Task prompt: Could you render the records, from the line containing "the white truck" through the last line of the records, as a Markdown table with the columns Row and Content, giving each non-blank line its own numbered row? Leave the pictures out of the table.

Records for the task:
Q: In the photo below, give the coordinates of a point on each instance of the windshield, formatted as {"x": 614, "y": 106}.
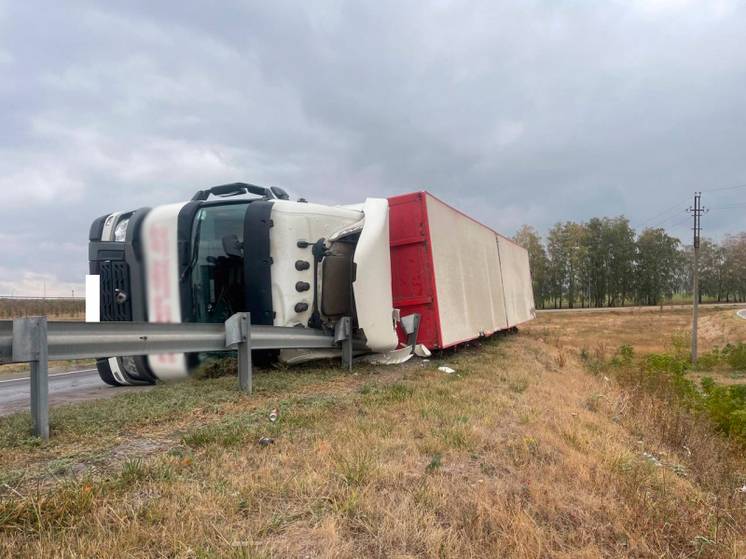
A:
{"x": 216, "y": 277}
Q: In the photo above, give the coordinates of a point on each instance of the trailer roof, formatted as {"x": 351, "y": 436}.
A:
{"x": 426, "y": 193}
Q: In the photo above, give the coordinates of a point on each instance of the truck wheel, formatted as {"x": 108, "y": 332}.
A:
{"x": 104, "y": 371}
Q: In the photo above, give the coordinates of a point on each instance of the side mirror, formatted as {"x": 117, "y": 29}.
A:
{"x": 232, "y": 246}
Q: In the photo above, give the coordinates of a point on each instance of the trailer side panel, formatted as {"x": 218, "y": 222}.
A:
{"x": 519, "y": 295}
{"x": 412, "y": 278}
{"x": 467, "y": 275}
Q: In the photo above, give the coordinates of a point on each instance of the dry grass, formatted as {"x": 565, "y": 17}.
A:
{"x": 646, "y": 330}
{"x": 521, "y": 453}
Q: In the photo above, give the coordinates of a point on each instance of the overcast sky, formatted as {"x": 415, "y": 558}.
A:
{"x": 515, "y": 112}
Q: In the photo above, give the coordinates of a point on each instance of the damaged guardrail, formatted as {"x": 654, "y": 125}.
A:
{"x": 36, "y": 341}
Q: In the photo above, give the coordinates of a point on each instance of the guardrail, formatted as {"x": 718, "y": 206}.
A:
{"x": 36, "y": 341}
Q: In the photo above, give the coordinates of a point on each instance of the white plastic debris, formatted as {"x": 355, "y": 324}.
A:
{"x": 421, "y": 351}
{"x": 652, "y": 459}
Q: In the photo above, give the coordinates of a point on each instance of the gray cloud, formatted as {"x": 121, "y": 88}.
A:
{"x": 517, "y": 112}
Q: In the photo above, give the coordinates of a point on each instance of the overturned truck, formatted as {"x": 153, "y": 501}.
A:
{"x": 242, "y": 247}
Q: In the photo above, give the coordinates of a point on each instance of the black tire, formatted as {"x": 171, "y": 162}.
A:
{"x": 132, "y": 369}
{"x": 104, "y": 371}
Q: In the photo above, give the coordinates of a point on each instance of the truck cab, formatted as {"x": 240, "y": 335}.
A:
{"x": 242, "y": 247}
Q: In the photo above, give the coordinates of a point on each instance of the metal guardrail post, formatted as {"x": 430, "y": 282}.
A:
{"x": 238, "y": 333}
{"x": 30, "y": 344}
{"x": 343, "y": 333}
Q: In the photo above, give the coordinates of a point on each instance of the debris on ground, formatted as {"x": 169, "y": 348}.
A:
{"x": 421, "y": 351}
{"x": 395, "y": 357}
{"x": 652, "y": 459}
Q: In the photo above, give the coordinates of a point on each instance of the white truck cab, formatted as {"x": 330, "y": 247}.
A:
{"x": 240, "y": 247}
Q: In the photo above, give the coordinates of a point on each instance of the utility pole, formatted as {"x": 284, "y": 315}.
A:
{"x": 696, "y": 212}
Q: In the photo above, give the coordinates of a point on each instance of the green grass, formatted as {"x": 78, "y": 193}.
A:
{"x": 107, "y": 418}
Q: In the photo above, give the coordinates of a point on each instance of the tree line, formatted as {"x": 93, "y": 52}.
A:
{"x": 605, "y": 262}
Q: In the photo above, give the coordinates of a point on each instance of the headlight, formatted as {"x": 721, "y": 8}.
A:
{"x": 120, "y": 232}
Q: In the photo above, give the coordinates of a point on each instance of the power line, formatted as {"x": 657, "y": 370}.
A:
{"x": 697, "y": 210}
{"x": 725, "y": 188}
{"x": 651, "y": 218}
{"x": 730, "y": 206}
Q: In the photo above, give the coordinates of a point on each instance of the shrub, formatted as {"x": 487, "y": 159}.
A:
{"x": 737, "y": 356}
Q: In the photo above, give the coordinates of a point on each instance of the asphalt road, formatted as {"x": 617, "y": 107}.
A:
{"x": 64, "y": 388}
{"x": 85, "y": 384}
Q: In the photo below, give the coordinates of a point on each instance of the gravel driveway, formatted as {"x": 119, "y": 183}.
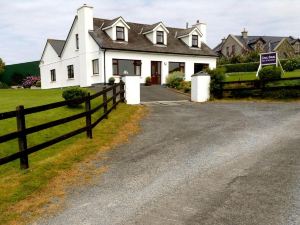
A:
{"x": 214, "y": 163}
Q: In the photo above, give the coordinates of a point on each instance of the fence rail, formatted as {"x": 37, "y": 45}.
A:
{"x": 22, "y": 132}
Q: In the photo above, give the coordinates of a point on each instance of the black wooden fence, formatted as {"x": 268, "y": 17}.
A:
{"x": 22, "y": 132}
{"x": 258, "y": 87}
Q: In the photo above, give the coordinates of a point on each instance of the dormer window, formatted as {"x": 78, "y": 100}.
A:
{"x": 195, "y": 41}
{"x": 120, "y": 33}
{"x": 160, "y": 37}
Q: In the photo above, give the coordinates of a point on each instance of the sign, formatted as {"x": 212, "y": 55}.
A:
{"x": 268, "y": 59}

The response:
| Row | Content |
|---|---|
| 1 | Q: In the photo above, give the coordinates of a point on each instance of the white truck cab, formatted as {"x": 330, "y": 247}. |
| 2 | A: |
| 3 | {"x": 240, "y": 247} |
| 4 | Q: In the photo above, give the coordinates of a point on each instance of the utility pole, formatted as {"x": 284, "y": 315}. |
| 5 | A: |
| 6 | {"x": 696, "y": 212} |
| 7 | Q: In the photo above, give the coordinates of a point on each instance of the green grass, formatted as {"x": 78, "y": 193}. |
| 8 | A: |
| 9 | {"x": 107, "y": 418} |
| 10 | Q: In the photo above, give the coordinates of a point on each instance of the tree line, formatted as {"x": 93, "y": 52}. |
| 11 | A: |
| 12 | {"x": 605, "y": 262} |
| 13 | Q: In the photo above, give the coordinates of a point on each instance of the headlight, formatted as {"x": 721, "y": 8}. |
| 14 | A: |
| 15 | {"x": 120, "y": 232} |
| 16 | Q: In the photo above, give the coordinates of a point on each instance of the power line, formatted as {"x": 657, "y": 370}. |
| 17 | A: |
| 18 | {"x": 697, "y": 210} |
| 19 | {"x": 725, "y": 188} |
| 20 | {"x": 651, "y": 218} |
| 21 | {"x": 730, "y": 206} |
| 22 | Q: In the photo above, give the coordinates of a point on each instance of the shrub, formatted as {"x": 487, "y": 159}. |
| 23 | A: |
| 24 | {"x": 737, "y": 356} |
| 25 | Q: In the photo above, give the coordinates of a point on each instance of the asphalt road, formatted as {"x": 617, "y": 107}. |
| 26 | A: |
| 27 | {"x": 64, "y": 388} |
| 28 | {"x": 85, "y": 384} |
| 29 | Q: In the photo below, give the coordinates of a point on each instance of the gravel driveway, formatted as {"x": 119, "y": 183}. |
| 30 | A: |
| 31 | {"x": 214, "y": 163} |
| 32 | Q: In the photo above, give the coordinates of a point on each instance of the fence rail, formatted as {"x": 37, "y": 45}. |
| 33 | A: |
| 34 | {"x": 22, "y": 132} |
| 35 | Q: In the photo above, give the coordinates of a point on each instance of the black wooden fence, formatted as {"x": 268, "y": 17}. |
| 36 | A: |
| 37 | {"x": 22, "y": 132} |
| 38 | {"x": 258, "y": 87} |
| 39 | Q: In the photo above, give the coordinates of a point on each instance of the dormer window, formatted as {"x": 78, "y": 100}. |
| 40 | A: |
| 41 | {"x": 195, "y": 41} |
| 42 | {"x": 120, "y": 33} |
| 43 | {"x": 160, "y": 37} |
| 44 | Q: In the photo above, give the coordinates of a point on each instance of the sign, formatted as {"x": 212, "y": 55}. |
| 45 | A: |
| 46 | {"x": 268, "y": 59} |